**WORK REQUIRED**:
Print the range of lines that opens with the line containing "target: **red patterned rug**" and closes with the last line of the listing. Include both ends; print nothing more.

**INPUT ROWS**:
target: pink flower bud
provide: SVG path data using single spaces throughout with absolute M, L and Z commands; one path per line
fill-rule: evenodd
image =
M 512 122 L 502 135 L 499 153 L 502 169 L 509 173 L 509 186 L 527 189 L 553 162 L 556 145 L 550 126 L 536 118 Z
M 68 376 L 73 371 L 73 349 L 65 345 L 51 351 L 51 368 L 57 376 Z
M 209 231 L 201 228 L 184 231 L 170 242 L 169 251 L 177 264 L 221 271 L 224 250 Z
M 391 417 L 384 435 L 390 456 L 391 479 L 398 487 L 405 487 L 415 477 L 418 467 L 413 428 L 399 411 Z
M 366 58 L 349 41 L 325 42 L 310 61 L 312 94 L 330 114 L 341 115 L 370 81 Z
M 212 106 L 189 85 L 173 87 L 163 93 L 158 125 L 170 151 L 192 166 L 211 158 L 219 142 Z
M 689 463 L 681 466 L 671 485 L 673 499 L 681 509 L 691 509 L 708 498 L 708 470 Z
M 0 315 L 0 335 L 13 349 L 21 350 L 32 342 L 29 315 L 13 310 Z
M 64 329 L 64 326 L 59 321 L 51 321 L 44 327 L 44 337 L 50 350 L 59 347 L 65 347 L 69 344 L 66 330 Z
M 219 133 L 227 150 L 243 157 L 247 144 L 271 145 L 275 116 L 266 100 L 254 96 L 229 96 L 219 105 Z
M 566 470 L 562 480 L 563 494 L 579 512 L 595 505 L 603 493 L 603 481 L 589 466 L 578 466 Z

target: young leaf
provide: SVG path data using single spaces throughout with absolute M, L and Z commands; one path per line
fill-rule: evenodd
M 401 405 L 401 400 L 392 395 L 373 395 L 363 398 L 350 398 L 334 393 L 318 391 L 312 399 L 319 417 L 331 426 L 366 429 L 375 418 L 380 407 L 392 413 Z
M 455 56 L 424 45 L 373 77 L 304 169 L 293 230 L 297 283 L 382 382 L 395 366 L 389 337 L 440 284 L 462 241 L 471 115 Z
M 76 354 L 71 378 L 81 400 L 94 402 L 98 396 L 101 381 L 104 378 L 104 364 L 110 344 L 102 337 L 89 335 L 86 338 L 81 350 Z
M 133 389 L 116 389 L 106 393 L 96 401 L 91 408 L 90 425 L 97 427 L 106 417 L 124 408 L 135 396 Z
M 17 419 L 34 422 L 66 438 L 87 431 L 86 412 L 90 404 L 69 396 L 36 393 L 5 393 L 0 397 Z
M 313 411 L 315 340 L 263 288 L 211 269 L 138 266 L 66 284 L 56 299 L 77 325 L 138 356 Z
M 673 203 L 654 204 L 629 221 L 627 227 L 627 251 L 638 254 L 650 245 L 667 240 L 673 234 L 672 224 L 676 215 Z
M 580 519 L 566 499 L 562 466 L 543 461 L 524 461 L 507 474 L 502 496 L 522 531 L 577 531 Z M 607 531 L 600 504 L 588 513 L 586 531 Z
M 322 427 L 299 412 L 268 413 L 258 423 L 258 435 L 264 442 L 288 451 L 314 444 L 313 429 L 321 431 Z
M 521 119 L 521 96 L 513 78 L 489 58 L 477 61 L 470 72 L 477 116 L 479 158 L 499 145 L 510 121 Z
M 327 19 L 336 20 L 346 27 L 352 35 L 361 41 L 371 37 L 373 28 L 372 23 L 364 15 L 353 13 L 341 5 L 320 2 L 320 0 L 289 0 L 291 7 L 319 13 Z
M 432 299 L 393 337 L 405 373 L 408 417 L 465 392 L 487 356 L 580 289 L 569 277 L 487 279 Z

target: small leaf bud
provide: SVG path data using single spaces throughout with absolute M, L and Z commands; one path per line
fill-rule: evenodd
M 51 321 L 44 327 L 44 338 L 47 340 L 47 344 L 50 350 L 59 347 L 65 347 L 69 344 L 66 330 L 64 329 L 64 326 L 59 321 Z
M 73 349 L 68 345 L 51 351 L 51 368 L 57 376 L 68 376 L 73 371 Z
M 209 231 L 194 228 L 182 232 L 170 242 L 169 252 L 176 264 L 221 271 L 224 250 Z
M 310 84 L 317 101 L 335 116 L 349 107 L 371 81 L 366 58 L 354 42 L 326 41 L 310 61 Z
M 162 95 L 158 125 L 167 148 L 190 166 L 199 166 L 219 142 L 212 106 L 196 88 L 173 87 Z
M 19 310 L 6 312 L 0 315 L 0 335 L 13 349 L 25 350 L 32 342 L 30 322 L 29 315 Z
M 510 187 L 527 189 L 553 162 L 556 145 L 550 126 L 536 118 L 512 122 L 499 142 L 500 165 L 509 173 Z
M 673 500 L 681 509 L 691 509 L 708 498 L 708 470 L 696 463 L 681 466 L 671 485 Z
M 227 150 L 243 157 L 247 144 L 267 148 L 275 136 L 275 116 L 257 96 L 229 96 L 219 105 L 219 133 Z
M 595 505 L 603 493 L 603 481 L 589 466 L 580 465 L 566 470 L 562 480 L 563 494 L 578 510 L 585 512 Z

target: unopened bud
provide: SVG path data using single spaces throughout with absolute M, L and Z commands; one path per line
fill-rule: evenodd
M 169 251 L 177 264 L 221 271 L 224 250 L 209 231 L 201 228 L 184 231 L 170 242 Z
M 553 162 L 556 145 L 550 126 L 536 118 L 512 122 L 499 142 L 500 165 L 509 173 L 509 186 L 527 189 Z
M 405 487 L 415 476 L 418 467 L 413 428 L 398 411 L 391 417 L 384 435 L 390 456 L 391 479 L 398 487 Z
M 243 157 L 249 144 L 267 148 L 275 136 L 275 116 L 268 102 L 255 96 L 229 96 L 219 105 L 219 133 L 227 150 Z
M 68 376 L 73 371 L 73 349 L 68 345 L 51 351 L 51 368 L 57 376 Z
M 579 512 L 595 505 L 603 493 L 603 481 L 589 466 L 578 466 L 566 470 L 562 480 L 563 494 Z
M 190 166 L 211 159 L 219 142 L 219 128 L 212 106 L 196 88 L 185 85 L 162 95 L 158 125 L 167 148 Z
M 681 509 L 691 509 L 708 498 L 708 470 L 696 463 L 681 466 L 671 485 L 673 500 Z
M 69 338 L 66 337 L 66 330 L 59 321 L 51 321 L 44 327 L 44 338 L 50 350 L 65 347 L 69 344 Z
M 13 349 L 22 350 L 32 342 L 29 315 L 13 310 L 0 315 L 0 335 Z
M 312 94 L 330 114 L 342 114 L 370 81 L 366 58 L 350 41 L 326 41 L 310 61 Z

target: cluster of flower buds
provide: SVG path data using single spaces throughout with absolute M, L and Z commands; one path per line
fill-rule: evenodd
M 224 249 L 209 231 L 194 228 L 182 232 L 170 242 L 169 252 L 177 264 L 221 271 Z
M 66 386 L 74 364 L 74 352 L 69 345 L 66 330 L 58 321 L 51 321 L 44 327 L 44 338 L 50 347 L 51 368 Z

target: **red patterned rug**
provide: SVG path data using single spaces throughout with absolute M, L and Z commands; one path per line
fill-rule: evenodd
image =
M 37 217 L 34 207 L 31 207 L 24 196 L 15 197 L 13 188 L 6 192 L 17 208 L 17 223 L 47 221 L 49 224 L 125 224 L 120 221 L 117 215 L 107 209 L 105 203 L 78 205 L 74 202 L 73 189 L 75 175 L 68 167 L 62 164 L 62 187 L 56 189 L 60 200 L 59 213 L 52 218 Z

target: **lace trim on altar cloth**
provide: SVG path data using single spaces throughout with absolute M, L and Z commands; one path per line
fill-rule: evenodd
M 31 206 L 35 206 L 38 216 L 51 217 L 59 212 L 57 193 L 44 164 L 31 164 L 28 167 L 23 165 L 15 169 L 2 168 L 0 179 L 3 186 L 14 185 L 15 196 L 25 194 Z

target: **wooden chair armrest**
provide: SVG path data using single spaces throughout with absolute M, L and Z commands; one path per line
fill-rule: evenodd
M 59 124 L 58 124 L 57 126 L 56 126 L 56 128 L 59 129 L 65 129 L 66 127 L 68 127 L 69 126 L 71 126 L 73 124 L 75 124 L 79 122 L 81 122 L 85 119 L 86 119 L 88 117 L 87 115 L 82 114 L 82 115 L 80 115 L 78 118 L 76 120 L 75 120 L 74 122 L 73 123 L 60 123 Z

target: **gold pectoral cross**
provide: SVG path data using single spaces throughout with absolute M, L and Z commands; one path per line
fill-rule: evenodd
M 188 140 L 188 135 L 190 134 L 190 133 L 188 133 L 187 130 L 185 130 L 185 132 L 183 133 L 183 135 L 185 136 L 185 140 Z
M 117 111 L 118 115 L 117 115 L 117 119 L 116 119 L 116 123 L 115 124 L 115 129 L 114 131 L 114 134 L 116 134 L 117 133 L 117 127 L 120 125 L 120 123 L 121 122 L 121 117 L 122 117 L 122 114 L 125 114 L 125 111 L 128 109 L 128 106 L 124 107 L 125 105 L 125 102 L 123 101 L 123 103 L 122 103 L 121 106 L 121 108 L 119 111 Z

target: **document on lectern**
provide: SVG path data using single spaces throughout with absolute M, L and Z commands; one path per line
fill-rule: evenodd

**ANSWER TO THE TASK**:
target: **red patterned rug**
provide: SVG path data using single spaces throughout with absolute M, L and Z commands; one path per line
fill-rule: evenodd
image =
M 37 217 L 34 207 L 31 207 L 24 196 L 15 197 L 13 188 L 6 192 L 17 208 L 17 223 L 47 221 L 49 224 L 125 224 L 120 221 L 117 215 L 107 209 L 105 203 L 78 205 L 74 202 L 73 189 L 75 175 L 68 167 L 62 164 L 62 187 L 56 189 L 60 200 L 59 213 L 52 218 Z

target: **lace trim on altar cloth**
provide: SVG path data using single spaces throughout with absolute M, L and Z commands; one path per line
fill-rule: evenodd
M 31 206 L 35 206 L 38 216 L 51 217 L 59 212 L 57 193 L 44 164 L 31 164 L 28 167 L 23 165 L 15 169 L 2 168 L 0 179 L 3 186 L 14 185 L 15 196 L 25 194 Z

target: **wooden chair armrest**
provide: SVG path data using single spaces throughout with absolute M, L and Z commands; one path per line
fill-rule: evenodd
M 59 124 L 58 124 L 57 126 L 56 126 L 56 128 L 59 129 L 65 129 L 66 127 L 68 127 L 69 126 L 71 126 L 73 124 L 75 124 L 79 122 L 81 122 L 85 119 L 86 119 L 88 117 L 87 115 L 82 114 L 82 115 L 80 115 L 78 118 L 76 120 L 75 120 L 74 122 L 73 123 L 60 123 Z

target: **gold pectoral cross**
provide: SVG path data using single spaces throughout with absolute M, L and Z commands; one path per line
fill-rule: evenodd
M 188 140 L 188 135 L 190 134 L 190 133 L 188 133 L 187 130 L 185 130 L 185 132 L 183 133 L 183 135 L 185 136 L 185 140 Z
M 117 111 L 118 115 L 117 115 L 117 119 L 116 119 L 116 123 L 115 124 L 115 129 L 114 131 L 114 134 L 116 134 L 117 133 L 117 127 L 120 125 L 120 123 L 121 122 L 121 117 L 122 117 L 122 114 L 125 114 L 125 111 L 128 109 L 128 106 L 124 107 L 125 105 L 125 102 L 123 101 L 123 103 L 122 103 L 121 106 L 121 108 L 119 111 Z

target: **document on lectern**
provide: SVG path data using single spaces throughout with absolute M, L and Z commands; one path per line
fill-rule: evenodd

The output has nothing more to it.